══ DOCUMENT EXCERPT ══
Since cleaning his life up in 1998, Holloway has continued to produce music and is widely known as one of the first DJs in the UK to go digital, many of his Peers mocked him for this, however they soon realised the benefits outweighed the downside and within a few years were doing the same. Maverick producer Arthur Baker walked into his own club one night, The Elbow Room in Islington and was blown away by what he saw Nicky doing using a piece of software called PCDJ at that time laptop hard drives were too small so he had to carry around a full desktop PC.

In 1999, Holloway helped create a DJ based website called Trust The DJ with his close friend Lynn Cosgrove, which was so ahead of its time it ran out of funding before most people had broadband. Lynn Cosgrove still manages DJ Carl Cox.
═══
### [GIVEN PROBLEM 1]
In the excerpt about Holloway, what was the name of the DJ website he helped create in 1999?
══ RECORDS SHOWN ══
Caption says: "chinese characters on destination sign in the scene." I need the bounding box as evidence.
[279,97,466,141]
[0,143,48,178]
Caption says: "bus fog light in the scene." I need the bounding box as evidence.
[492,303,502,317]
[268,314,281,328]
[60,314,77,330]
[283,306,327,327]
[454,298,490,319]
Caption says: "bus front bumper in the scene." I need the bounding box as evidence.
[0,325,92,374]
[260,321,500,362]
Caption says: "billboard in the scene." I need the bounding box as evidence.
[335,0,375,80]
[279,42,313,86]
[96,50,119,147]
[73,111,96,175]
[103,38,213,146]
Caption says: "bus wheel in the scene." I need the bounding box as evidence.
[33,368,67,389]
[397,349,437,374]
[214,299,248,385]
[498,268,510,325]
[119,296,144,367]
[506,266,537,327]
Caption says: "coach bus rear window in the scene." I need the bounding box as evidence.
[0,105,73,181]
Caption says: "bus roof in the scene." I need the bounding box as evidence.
═══
══ RECORDS SHOWN ══
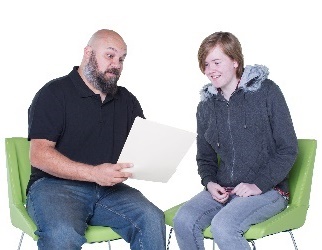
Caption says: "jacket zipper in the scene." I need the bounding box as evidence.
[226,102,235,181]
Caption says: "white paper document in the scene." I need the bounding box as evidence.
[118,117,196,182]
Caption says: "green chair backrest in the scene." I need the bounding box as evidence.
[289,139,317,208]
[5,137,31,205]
═══
### [GIVEN PROBLEM 2]
Copy everything in the entries from the line containing "front bumper in" down to the line containing "[0,105,73,181]", and increase every bounding-box coordinate in the answers by 111.

### [FINAL ANSWER 1]
Trust The DJ

### [FINAL ANSWER 2]
Caption says: "bus front bumper in the scene." I need the bounding box as evidence.
[111,436,203,485]
[371,432,611,473]
Caption says: "billboard in the scene." I need the bounding box as evidence.
[446,111,486,191]
[390,153,424,197]
[207,161,230,258]
[184,222,207,286]
[214,149,324,257]
Caption says: "bus wheel in the scene." I need the bounding box as evidence.
[144,479,178,500]
[508,460,548,485]
[325,410,359,496]
[609,379,621,436]
[230,407,255,478]
[617,377,648,438]
Caption says: "coach bus rear window in the scene." I need the bounding box as evidence.
[111,216,184,292]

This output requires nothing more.